U.S. Geological Survey Professional Paper 1727
Searles Valley is an arid, closed basin lying 70 km east of the south end of the Sierra Nevada, California. It is bounded on the east and northeast by the Slate Range, on the west by the Argus Range and Spangler Hills, and on the south by the Lava Mountains; Searles (dry) Lake occupies the north-central part of the valley. During those parts of late Pliocene and Pleistocene time when precipitation and runoff from the east side of the Sierra Nevada into the Owens River were much greater than at present, a chain of as many as five large lakes was created, of which Searles Lake was third. The stratigraphic record left in Searles Valley when that lake expanded, contracted, or desiccated, is fully revealed by cores from beneath the surface of Searles (dry) Lake and partly recorded by sediments cropping out around the edge of the valley. The subsurface record is described elsewhere. This volume includes six geologic maps (scales: 1:50,000 and 1:10,000) and a text that describes the outcrop record, most of which represents sedimentation since 150 ka. Although this outcrop record is discontinuous, it provides evidence indicating the lake’s water depths during each expansion, which the subsurface record does not. Maximum-depth lakes rose to the 2,280-ft (695 m) contour, the level of the spillway that led overflowing waters to Panamint Valley; that spillway is about 660 ft (200 m) above the present dry-lake surface.
Several rock units of Tertiary and early Quaternary ages crop out in Searles Valley. Siltstone and sandstone of Tertiary age, mostly lacustrine in nature and locally deformed to near-vertical dips, are exposed in the southern part of the valley, as is the younger(?) upper Miocene Bedrock Spring Formation. Unnamed, mostly mafic volcanic rocks of probable Miocene or Pliocene age are exposed along the north and south edges of the basin. Slightly deformed lacustrine sandstones are mapped in the central-southwestern and southern parts of the study area.
The Christmas Canyon Formation and deposits mapped as older gravel and older tufa are extensively exposed over much of the basin floor. The older gravel unit and the gravel facies of the Christmas Canyon Formation are boulder alluvial gravels; parts of these units are probably correlative. The lacustrine facies of the Christmas Canyon Formation includes the Lava Creek ash, which is dated at 0.64 Ma; the older tufa deposits may be equivalent in age to those sediments.
Most of this study concerns sediments of the newly described Searles Lake Formation, whose deposition spanned the period between about 150 ka and 2 ka. Most of this formation is lacustrine in origin, but it includes interbedded alluvium. To extract as much geologic detail as possible, criteria were developed that permitted (1) intrabasin correlation of some thin outcrop units representative of only a few thousand years (or less), (2) identification of unconformities produced by subaerial erosion, (3) identification of unconformities produced by sublacustrine erosion, and (4) correlation of outcrop units with subsurface units.

Data entries –
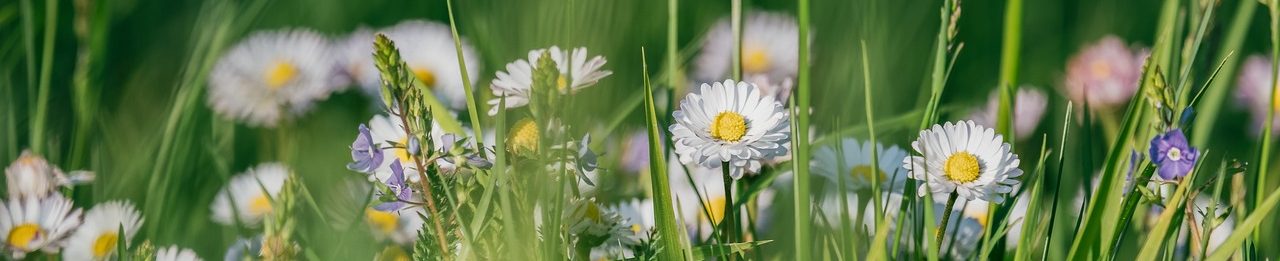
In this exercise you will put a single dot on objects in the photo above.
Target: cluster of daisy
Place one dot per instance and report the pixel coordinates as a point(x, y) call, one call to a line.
point(39, 220)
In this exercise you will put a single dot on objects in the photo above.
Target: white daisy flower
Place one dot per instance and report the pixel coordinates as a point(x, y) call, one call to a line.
point(99, 236)
point(400, 225)
point(428, 49)
point(243, 200)
point(1029, 106)
point(967, 159)
point(730, 122)
point(769, 51)
point(853, 159)
point(388, 131)
point(31, 224)
point(273, 76)
point(576, 73)
point(176, 253)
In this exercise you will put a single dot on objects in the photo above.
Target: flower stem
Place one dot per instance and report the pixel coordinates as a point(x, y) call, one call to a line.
point(946, 216)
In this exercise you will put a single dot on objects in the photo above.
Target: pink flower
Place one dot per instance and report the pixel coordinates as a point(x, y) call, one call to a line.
point(1105, 73)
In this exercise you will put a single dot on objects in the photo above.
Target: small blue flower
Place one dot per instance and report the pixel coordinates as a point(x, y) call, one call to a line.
point(364, 152)
point(1173, 155)
point(398, 188)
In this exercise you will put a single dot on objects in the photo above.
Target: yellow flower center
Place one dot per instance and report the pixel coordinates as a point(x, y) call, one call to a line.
point(728, 127)
point(961, 168)
point(402, 152)
point(1101, 68)
point(716, 207)
point(562, 83)
point(755, 59)
point(425, 76)
point(22, 236)
point(260, 205)
point(384, 221)
point(867, 172)
point(524, 137)
point(105, 245)
point(280, 73)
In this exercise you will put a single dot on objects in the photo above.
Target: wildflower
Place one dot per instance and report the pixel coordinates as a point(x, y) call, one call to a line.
point(32, 224)
point(853, 159)
point(99, 236)
point(769, 53)
point(1173, 155)
point(272, 76)
point(1253, 94)
point(246, 195)
point(1105, 73)
point(398, 225)
point(365, 154)
point(1029, 106)
point(176, 253)
point(967, 159)
point(575, 71)
point(730, 122)
point(429, 51)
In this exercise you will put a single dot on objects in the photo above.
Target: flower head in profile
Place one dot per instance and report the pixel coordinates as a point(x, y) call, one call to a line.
point(1105, 73)
point(575, 69)
point(273, 76)
point(243, 200)
point(32, 224)
point(1173, 155)
point(1029, 106)
point(99, 236)
point(1253, 91)
point(853, 160)
point(967, 159)
point(730, 122)
point(769, 53)
point(176, 253)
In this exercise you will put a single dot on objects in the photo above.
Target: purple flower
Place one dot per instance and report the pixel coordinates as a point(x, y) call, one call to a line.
point(1171, 154)
point(364, 152)
point(398, 188)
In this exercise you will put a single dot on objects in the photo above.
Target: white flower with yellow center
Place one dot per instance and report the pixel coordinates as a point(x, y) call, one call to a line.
point(853, 159)
point(576, 72)
point(389, 134)
point(99, 237)
point(243, 200)
point(967, 159)
point(400, 225)
point(176, 253)
point(30, 224)
point(273, 76)
point(769, 51)
point(730, 122)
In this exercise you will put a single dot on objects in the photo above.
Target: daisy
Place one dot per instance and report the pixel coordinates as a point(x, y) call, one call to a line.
point(1105, 73)
point(97, 237)
point(1029, 106)
point(398, 225)
point(576, 72)
point(1253, 94)
point(730, 122)
point(273, 76)
point(32, 224)
point(388, 133)
point(243, 200)
point(853, 159)
point(769, 53)
point(176, 253)
point(428, 49)
point(967, 159)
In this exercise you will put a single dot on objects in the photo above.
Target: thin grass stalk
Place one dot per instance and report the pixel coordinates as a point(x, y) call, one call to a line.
point(1216, 94)
point(46, 69)
point(668, 236)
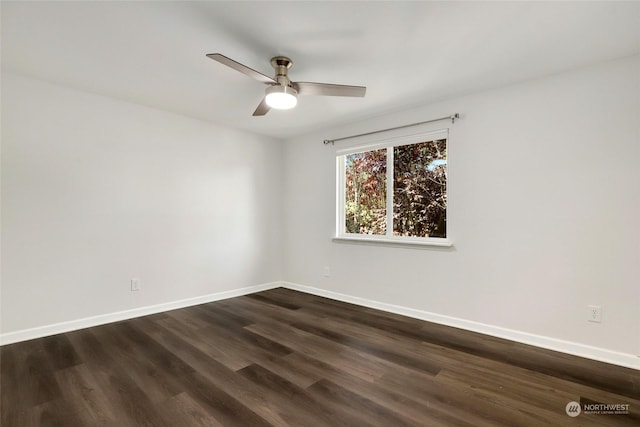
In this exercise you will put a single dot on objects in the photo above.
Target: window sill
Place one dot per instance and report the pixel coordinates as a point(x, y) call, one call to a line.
point(402, 242)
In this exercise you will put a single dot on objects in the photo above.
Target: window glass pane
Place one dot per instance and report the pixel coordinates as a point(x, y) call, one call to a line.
point(366, 192)
point(420, 189)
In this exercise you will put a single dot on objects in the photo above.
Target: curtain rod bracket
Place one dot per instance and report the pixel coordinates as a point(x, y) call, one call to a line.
point(451, 117)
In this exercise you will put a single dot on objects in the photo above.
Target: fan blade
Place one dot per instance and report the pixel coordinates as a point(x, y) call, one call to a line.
point(262, 109)
point(326, 89)
point(242, 68)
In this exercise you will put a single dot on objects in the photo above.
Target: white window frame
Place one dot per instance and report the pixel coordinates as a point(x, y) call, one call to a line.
point(389, 238)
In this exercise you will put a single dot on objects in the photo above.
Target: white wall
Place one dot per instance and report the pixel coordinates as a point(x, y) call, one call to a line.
point(544, 193)
point(97, 191)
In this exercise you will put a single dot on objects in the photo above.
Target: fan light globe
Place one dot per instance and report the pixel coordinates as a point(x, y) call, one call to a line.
point(281, 97)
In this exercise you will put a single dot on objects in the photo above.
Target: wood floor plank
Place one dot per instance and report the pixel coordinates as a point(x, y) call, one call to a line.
point(285, 358)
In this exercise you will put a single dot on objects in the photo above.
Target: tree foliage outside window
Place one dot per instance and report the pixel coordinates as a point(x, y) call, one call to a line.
point(420, 189)
point(366, 192)
point(416, 203)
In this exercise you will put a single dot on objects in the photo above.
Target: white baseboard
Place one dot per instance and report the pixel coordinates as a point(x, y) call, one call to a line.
point(87, 322)
point(576, 349)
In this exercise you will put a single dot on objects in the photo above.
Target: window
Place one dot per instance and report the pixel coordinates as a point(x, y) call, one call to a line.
point(394, 191)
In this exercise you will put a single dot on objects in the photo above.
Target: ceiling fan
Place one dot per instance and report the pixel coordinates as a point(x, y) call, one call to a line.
point(282, 93)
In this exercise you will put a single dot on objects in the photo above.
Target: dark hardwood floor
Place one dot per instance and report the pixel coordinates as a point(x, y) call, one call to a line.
point(282, 357)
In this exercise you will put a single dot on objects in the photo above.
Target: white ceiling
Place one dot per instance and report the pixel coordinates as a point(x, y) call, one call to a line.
point(406, 53)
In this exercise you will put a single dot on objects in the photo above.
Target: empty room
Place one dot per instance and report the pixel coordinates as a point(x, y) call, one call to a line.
point(345, 213)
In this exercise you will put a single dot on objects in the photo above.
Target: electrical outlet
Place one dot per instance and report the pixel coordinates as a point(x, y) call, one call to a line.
point(326, 272)
point(594, 313)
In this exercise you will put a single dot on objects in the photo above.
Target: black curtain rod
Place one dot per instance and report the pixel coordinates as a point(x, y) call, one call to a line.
point(452, 117)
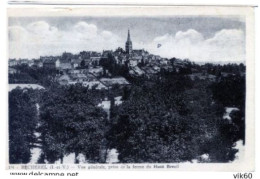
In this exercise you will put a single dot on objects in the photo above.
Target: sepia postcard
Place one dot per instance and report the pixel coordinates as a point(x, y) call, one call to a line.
point(131, 88)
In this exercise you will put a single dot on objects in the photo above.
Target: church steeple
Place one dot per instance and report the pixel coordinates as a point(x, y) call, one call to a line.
point(128, 44)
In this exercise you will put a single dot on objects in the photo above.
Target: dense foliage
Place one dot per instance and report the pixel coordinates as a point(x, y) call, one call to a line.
point(168, 118)
point(22, 125)
point(72, 122)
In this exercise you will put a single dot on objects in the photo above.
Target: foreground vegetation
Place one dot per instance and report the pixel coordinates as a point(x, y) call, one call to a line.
point(169, 118)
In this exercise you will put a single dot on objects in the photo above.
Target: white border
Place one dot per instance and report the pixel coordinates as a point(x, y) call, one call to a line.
point(4, 107)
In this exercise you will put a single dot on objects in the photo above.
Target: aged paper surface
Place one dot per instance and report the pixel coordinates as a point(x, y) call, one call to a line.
point(131, 88)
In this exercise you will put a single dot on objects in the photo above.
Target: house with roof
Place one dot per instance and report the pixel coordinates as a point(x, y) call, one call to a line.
point(52, 63)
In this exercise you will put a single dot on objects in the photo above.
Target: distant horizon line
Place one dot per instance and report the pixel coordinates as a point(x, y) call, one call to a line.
point(198, 62)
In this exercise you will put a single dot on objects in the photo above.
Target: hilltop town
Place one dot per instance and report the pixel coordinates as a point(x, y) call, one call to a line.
point(102, 70)
point(125, 103)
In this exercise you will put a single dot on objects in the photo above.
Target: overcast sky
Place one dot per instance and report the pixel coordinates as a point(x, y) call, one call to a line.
point(199, 38)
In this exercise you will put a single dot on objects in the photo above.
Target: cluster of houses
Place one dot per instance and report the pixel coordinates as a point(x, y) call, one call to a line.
point(92, 78)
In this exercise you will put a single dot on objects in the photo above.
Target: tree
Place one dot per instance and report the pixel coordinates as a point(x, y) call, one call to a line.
point(22, 125)
point(72, 122)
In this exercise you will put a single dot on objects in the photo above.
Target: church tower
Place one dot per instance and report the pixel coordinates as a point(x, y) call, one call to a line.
point(128, 44)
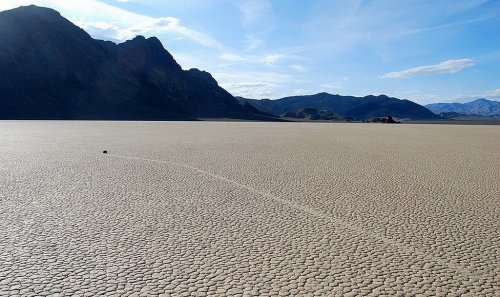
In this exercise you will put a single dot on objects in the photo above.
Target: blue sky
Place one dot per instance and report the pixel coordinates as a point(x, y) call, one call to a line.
point(426, 51)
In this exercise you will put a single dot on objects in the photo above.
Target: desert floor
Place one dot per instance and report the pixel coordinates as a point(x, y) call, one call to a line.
point(248, 209)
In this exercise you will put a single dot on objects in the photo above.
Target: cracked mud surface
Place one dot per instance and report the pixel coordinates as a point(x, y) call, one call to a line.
point(248, 209)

Written exercise A – Reproduce the Searles Valley text word for word, starting at "Most of this study" and ending at "with subsurface units.".
Written exercise B –
Answer these questions from the Searles Valley text:
(i) How far east of the south end of the Sierra Nevada does Searles Valley lie?
(ii) What date is given for the Lava Creek ash?
(iii) Between about what times was the Searles Lake Formation deposited?
The data has no connection to the Searles Valley text.

Correct result A –
Most of this study concerns sediments of the newly described Searles Lake Formation, whose deposition spanned the period between about 150 ka and 2 ka. Most of this formation is lacustrine in origin, but it includes interbedded alluvium. To extract as much geologic detail as possible, criteria were developed that permitted (1) intrabasin correlation of some thin outcrop units representative of only a few thousand years (or less), (2) identification of unconformities produced by subaerial erosion, (3) identification of unconformities produced by sublacustrine erosion, and (4) correlation of outcrop units with subsurface units.

Correct result B –
(i) 70 km
(ii) 0.64 Ma
(iii) Between about 150 ka and 2 ka